--- EXTRACTED ENTRIES ---

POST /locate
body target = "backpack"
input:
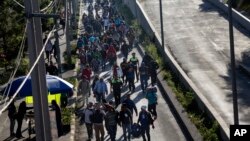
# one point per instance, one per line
(136, 130)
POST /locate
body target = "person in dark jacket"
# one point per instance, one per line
(151, 96)
(124, 66)
(145, 120)
(98, 118)
(58, 118)
(116, 84)
(143, 71)
(153, 71)
(19, 117)
(130, 104)
(135, 62)
(86, 118)
(52, 69)
(131, 78)
(126, 120)
(111, 121)
(12, 115)
(125, 49)
(147, 59)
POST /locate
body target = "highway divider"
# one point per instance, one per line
(202, 102)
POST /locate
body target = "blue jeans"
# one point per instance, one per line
(126, 128)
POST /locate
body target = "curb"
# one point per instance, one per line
(187, 127)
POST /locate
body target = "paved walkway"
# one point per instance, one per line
(196, 33)
(166, 126)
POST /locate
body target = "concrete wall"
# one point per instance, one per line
(242, 20)
(203, 103)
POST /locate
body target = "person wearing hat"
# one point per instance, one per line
(84, 89)
(86, 118)
(145, 120)
(135, 62)
(124, 66)
(131, 78)
(111, 121)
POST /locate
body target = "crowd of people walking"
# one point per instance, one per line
(105, 35)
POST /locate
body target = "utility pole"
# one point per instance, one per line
(233, 72)
(162, 29)
(57, 44)
(38, 77)
(74, 13)
(68, 48)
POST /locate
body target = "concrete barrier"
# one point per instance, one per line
(203, 103)
(237, 16)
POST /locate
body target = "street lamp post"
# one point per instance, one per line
(233, 72)
(162, 29)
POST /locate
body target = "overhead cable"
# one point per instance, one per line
(28, 75)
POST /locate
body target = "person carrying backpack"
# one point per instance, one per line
(124, 66)
(152, 100)
(143, 71)
(135, 62)
(98, 118)
(111, 121)
(145, 120)
(116, 84)
(153, 71)
(125, 121)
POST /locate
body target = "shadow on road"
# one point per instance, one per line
(209, 7)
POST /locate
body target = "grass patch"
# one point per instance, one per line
(208, 128)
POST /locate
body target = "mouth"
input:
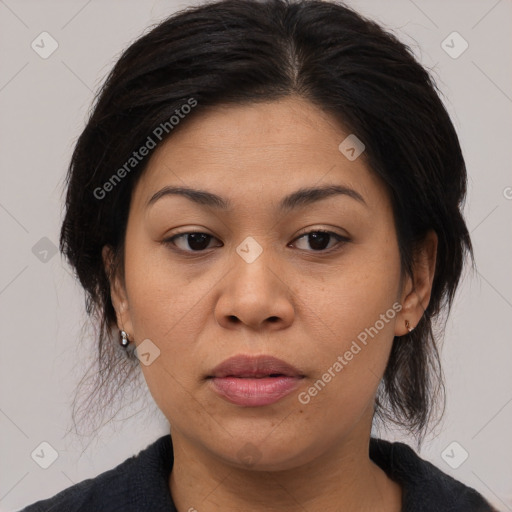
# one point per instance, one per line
(254, 381)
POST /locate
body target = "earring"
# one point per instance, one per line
(124, 340)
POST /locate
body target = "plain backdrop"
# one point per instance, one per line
(43, 105)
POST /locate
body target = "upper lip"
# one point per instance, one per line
(254, 366)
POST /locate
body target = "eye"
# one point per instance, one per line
(195, 240)
(319, 239)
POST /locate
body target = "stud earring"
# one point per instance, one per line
(124, 340)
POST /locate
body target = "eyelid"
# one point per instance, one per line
(341, 240)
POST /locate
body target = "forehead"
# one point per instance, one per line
(257, 151)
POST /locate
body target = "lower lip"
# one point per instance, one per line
(254, 392)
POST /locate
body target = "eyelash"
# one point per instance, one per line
(341, 240)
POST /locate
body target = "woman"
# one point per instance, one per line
(265, 206)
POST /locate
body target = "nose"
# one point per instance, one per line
(256, 295)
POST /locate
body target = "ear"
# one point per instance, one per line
(117, 292)
(417, 288)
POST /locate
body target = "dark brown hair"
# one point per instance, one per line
(241, 51)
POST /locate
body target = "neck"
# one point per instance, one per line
(343, 479)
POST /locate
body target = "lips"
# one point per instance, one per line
(254, 367)
(254, 381)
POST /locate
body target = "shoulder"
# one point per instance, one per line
(127, 487)
(425, 487)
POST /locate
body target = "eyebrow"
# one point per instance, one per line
(299, 199)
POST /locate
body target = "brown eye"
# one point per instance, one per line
(319, 240)
(190, 242)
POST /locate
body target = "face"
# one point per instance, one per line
(315, 282)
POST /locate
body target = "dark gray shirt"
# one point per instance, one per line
(141, 484)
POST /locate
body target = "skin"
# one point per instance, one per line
(299, 304)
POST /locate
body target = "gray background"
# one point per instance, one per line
(43, 349)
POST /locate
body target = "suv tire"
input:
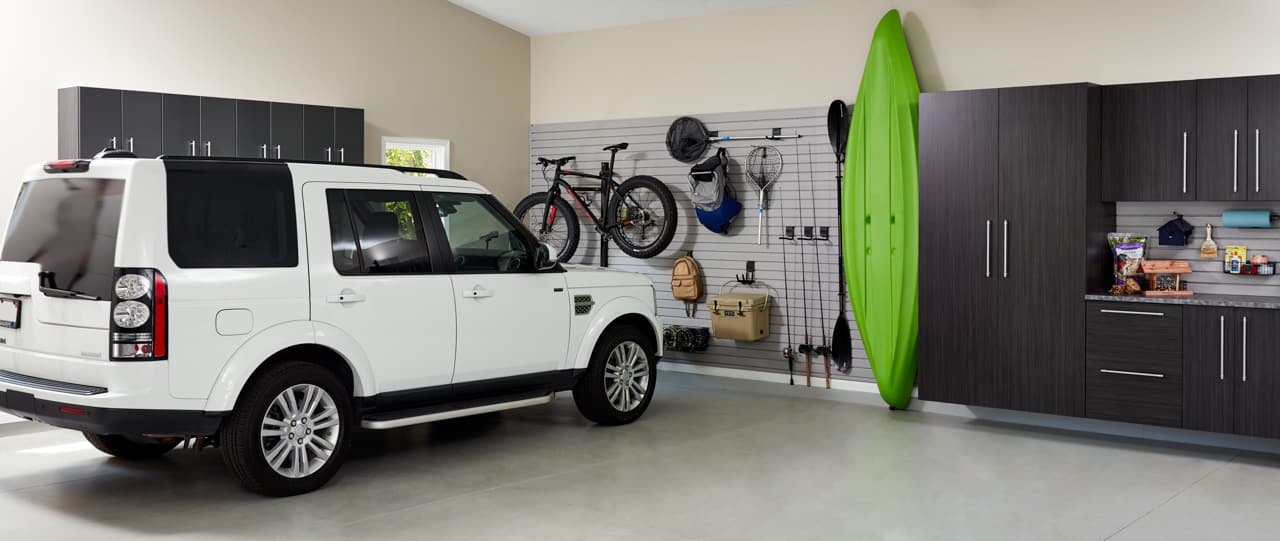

---

* **EXERCISE GOAL**: An unchanged copy of the data, images excluded, is all that should be given.

* **REPLY**:
POST /locate
body target = "backpack"
input:
# one point per instance, one per line
(136, 130)
POST /locate
body target = "person in dark jacket"
# one point per instance, one per line
(151, 96)
(124, 66)
(145, 120)
(98, 118)
(58, 118)
(116, 84)
(143, 71)
(153, 71)
(19, 117)
(130, 104)
(135, 62)
(86, 118)
(52, 69)
(131, 78)
(126, 120)
(111, 121)
(12, 115)
(125, 49)
(147, 59)
POST /locate
body target = "highway divider"
# one point per instance, one per line
(202, 102)
POST /locate
body target = "blue jeans"
# one point per instance, one per line
(126, 128)
POST /locate
body target = "curb"
# one point per instance, one per line
(187, 127)
POST /locate
body target = "paved walkway"
# one point per instance, one per line
(196, 33)
(166, 126)
POST /locate
body target = "concrete wall"
# one point per instance, one per line
(242, 20)
(203, 103)
POST /locate
body target = "person wearing hat"
# one point per instance, one per line
(84, 89)
(86, 118)
(145, 120)
(135, 62)
(124, 66)
(131, 78)
(111, 121)
POST /locate
body target = "crowd of people walking"
# one point per instance, one per line
(105, 35)
POST /locate
body target = "utility pole"
# one point per instance, one per line
(233, 72)
(162, 29)
(57, 44)
(38, 77)
(74, 13)
(68, 48)
POST /locate
body target = "concrete barrier"
# one point per instance, one per line
(203, 103)
(237, 16)
POST /locate
body target = "street lamp post"
# one point per instance, one per line
(233, 72)
(162, 29)
POST /locate
body target = "overhead cable"
# one point per instance, one per line
(28, 75)
POST /locate
body target = "person carrying backpack"
# one point per instance, one per line
(124, 66)
(152, 100)
(143, 71)
(135, 62)
(98, 118)
(111, 121)
(145, 120)
(116, 84)
(153, 71)
(125, 121)
POST /locate
body target = "shadow on road"
# one point per instance, one per line
(209, 7)
POST /locate
body target = "grass patch"
# one point per instance, one per line
(208, 128)
POST /locate
body target = "mouth"
input:
# one point per instance, one per line
(254, 381)
POST /locate
body target = "earring"
# one point per instance, one per line
(124, 340)
POST /locate
body target = "plain backdrop"
# one point per instance, one per line
(43, 105)
POST /locate
body target = "upper lip"
# one point per instance, one per line
(254, 366)
POST /locate
body target = "eye"
# one point per instance, one per line
(195, 240)
(319, 239)
POST /locate
body target = "stud earring"
# one point per instance, one per line
(124, 340)
POST /locate
body target = "eyelid"
# one point per instance, one per line
(341, 240)
POST /locate
body target = "forehead"
# one point per instance, one per line
(257, 151)
POST /locate
body target = "lower lip"
# one point per instance, one per line
(254, 392)
POST /locate
body target = "eyelash"
# one point per instance, one per line
(341, 240)
POST /locate
body target = "woman"
# one point per instance, one per line
(265, 206)
POST /locate
body target = "nose"
# one point per instance, one per line
(256, 295)
POST /locate
body target = "ear"
# one point per instance, one per line
(117, 292)
(417, 288)
POST /locate
body target = "dark brown hair"
# one point per instance, one per line
(241, 51)
POST /locate
body target = "neck"
# one point per instance, one per line
(343, 479)
POST /locate
body target = "lips"
# one point per instance, one per line
(254, 367)
(254, 381)
POST /locate
body target = "shoulder"
# one point per instance, one per line
(127, 487)
(425, 487)
POST /locate
body target = "eyebrow"
# one point per instance, one per line
(299, 199)
POST /locate
body target = "brown eye"
# one point per instance, one per line
(319, 240)
(190, 242)
POST /locate
body target = "face"
# one point per instance, one per line
(315, 282)
POST /locate
body target = "dark gray shirt"
# one point per instance, one per line
(141, 484)
POST /locate
body target = "skin"
# one point per instance, one per line
(299, 304)
POST /locate
body target = "gray background"
# one point per instance, one per line
(43, 349)
POST /locate
body target = "suv tire"
input:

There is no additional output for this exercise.